## Text shown
※ ※ ※
Another point is that banks generally approve 60% -85% of total value of property value, which is on legal papers.

How to search for your dream home

This is the most tedious process and takes lot of time. You must have great patience, time and ability to judge many factors like locality, electricity and water supply, age of building etc.

You can start with asking your friends, relatives and colleagues about possible sale of property in the area in which they are living.

Daily newspaper is full of advertisements which you’re looking for

Check out the local property dealers / real estate agents of the area

Contacting builder directly

Checking online property websites

Documents Required to get Home Loan

  • Photographs
  • Age proof
  • PAN card
  • Address proof
  • Identity Proof
  • Aaadhaar card
  • Income proof – last 3 years income tax return file
  • Education proof
  • Bank statements – last 3 years
  • Details about the property for which you want to avail loan
  • Employment / business details



All banks charge certain percentage of loan approved as processing fees. This varies from 0.25% – 1% + service tax. Banks keeps on changing this amount, especially near festival seasons.

You must check out other charges, which occurs in due course of time like prepayment charges, charges for late payment, statement of account, documents retrieval charges, income tax certificate etc.

Tax Benefits

You can claim principal repayment amount of a loan for deduction under Sec-80C, upto max. of Rs. 1 lac in a fincnail year. This limits includes all your other investments – life insurance premium, children’s school tuition fees, PPF etc.

You can also claim up to Rs. 1,50,000 or the actual interest repaid whichever is lower under Sec 24. But remember, you can claim this interest when and only when you are in possession of the house and not before that.

If your spouse is a co-owner and co-borrower, then both can claim for tax deductions in the ratio of ownership.

Remember, there is no tax benefit for buying a plot.
※ ※ ※
## Work item
Copy out the passage of the home loan text that opens with the words containing "You can claim principal" and closes with "not before that.".

## Supplied information
※ ※ ※
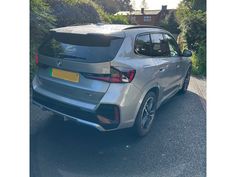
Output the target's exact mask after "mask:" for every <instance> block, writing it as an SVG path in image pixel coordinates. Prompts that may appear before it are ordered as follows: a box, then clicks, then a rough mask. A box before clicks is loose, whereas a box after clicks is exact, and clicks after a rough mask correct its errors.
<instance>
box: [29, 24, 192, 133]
mask: <svg viewBox="0 0 236 177" xmlns="http://www.w3.org/2000/svg"><path fill="white" fill-rule="evenodd" d="M191 55H192V54H191V52H190V51H189V50H184V51H183V52H181V51H180V49H179V47H178V45H177V43H176V41H175V39H174V38H173V36H172V35H171V34H170V33H169V32H168V31H165V30H163V29H160V28H157V27H155V26H136V25H105V24H90V25H81V26H70V27H63V28H57V29H52V30H51V31H50V35H49V36H48V37H47V39H46V40H45V41H44V42H43V43H42V45H41V46H40V47H39V49H38V53H37V54H36V58H35V59H36V64H37V65H38V71H37V74H36V76H35V78H34V80H33V83H32V85H33V102H34V103H35V104H36V105H38V106H40V107H41V108H43V109H46V110H49V111H52V112H54V113H56V114H59V115H61V116H63V117H64V118H67V119H71V120H74V121H77V122H79V123H82V124H86V125H88V126H91V127H94V128H97V129H98V130H100V131H110V130H116V129H122V128H128V127H133V128H134V130H136V132H137V133H138V135H140V136H144V135H146V134H147V133H148V132H149V130H150V128H151V125H152V122H153V119H154V117H155V115H156V110H157V108H158V107H159V106H160V105H161V104H162V103H163V102H164V101H165V100H167V99H168V98H170V97H172V96H173V95H175V94H176V93H177V92H182V93H185V92H186V90H187V87H188V84H189V80H190V74H191V61H190V60H189V59H188V57H190V56H191Z"/></svg>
※ ※ ※
## The answer
You can claim principal repayment amount of a loan for deduction under Sec-80C, upto max. of Rs. 1 lac in a fincnail year. This limits includes all your other investments – life insurance premium, children’s school tuition fees, PPF etc.

You can also claim up to Rs. 1,50,000 or the actual interest repaid whichever is lower under Sec 24. But remember, you can claim this interest when and only when you are in possession of the house and not before that.